• [Task description]
The records, repeated exactly and in full, are the expected answer.

• [Given records]
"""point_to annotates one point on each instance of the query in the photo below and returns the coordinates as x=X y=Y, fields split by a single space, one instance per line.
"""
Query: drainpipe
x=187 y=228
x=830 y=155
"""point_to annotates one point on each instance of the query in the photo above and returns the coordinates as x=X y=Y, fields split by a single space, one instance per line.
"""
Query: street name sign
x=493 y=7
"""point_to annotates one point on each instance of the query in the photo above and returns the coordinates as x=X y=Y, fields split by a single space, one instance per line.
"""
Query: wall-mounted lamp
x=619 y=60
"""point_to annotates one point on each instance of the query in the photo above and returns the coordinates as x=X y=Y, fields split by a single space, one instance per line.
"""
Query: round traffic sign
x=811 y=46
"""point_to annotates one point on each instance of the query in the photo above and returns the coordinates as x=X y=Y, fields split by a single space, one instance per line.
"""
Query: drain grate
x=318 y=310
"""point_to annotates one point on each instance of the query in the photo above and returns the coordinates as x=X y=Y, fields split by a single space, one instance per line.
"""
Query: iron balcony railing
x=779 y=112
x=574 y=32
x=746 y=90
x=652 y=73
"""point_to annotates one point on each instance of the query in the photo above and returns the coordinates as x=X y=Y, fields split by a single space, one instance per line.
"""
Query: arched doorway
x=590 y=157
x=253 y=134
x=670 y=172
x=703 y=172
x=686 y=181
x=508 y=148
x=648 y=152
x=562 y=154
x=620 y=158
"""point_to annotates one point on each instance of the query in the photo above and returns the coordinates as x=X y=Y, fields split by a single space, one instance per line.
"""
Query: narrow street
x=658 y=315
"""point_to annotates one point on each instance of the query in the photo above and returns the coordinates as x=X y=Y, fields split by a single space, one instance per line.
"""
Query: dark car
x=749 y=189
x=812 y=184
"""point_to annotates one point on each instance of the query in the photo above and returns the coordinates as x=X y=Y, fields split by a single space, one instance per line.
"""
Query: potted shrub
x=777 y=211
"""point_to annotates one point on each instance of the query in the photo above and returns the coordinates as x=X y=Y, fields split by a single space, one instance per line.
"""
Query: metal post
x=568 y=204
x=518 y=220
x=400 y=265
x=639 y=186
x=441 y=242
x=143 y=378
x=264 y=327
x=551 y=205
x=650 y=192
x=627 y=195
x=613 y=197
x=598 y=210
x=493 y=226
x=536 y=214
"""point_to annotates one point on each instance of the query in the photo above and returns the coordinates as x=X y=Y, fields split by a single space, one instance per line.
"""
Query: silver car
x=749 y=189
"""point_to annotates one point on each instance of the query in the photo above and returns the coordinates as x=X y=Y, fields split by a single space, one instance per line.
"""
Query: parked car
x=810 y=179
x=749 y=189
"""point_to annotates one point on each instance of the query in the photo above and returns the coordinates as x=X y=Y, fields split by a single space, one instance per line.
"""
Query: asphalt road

• [Result of this task]
"""point_to annotates one point on each instance of the query in the photo below and returns the coordinates as x=X y=Y, fields split by a single space, one instance per line.
"""
Query: drainpipe
x=187 y=228
x=830 y=155
"""point_to annotates one point on each instance of the query in the photo above and returns the coordinates as x=X y=Y, fields split by a single space, one instance per line.
"""
Query: street name sign
x=493 y=7
"""point_to annotates one point on each instance of the query in the photo above and returns the coordinates as x=X y=Y, fields split by a single space, one instance per line.
"""
Query: wall-mounted lamp
x=619 y=60
"""point_to annotates one point on each instance of the query in the photo above and returns the coordinates as x=X y=Y, fields split by a single space, one instance per line.
"""
Query: round traffic sign
x=811 y=46
"""point_to annotates one point on each instance of the query in the photo above and returns the coordinates as x=X y=Y, fields split by a single space, one instance per line.
"""
Query: drain grate
x=318 y=310
"""point_to annotates one point on each instance of the query in the photo above and returns the coordinates as x=X y=Y, fields split by a single space, one instance per line.
"""
Query: iron balcony railing
x=779 y=112
x=574 y=32
x=746 y=90
x=652 y=73
"""point_to annotates one point on each instance of the query in the photo above and returns the coordinates as x=X y=Y, fields split by a single space, one instance per line.
"""
Query: arched doorway
x=590 y=157
x=253 y=134
x=670 y=172
x=703 y=172
x=686 y=181
x=508 y=148
x=648 y=152
x=562 y=154
x=620 y=158
"""point_to annotates one point on each instance of the query in the photo above and returns the coordinates as x=X y=Y, fields split by a single space, one instance per line.
"""
Query: narrow street
x=658 y=315
"""point_to annotates one point on each instance of the query in the photo above and returns the coordinates as x=X y=Y, fields split by a single space, one instance per line.
"""
Query: dark car
x=749 y=189
x=812 y=184
"""point_to annotates one point on each instance of the query in the photo above and returns the coordinates as x=X y=Y, fields split by a single space, one instance per line.
"""
Query: potted shrub
x=777 y=211
"""point_to annotates one point on each instance of the query in the photo above and returns the coordinates as x=X y=Y, fields split by a single space, one instance per line.
"""
Query: metal post
x=568 y=204
x=518 y=220
x=400 y=265
x=639 y=186
x=441 y=242
x=143 y=378
x=264 y=327
x=551 y=205
x=650 y=192
x=627 y=195
x=613 y=197
x=598 y=210
x=493 y=226
x=536 y=214
"""point_to annotates one point on each instance of the query in the photo above and returns the coordinates as x=X y=Y, fields split by a single space, one instance per line.
"""
Query: silver car
x=749 y=189
"""point_to annotates one point on each instance of the query in the photo above and returns the coordinates as x=X y=Y, fields split by a single space, one instance per line.
"""
Query: parked car
x=810 y=179
x=749 y=189
"""point_to annotates one point on each instance of the query in the photo above and returns the coordinates as x=X y=Y, fields split by a single space, one instance per line.
"""
Query: asphalt road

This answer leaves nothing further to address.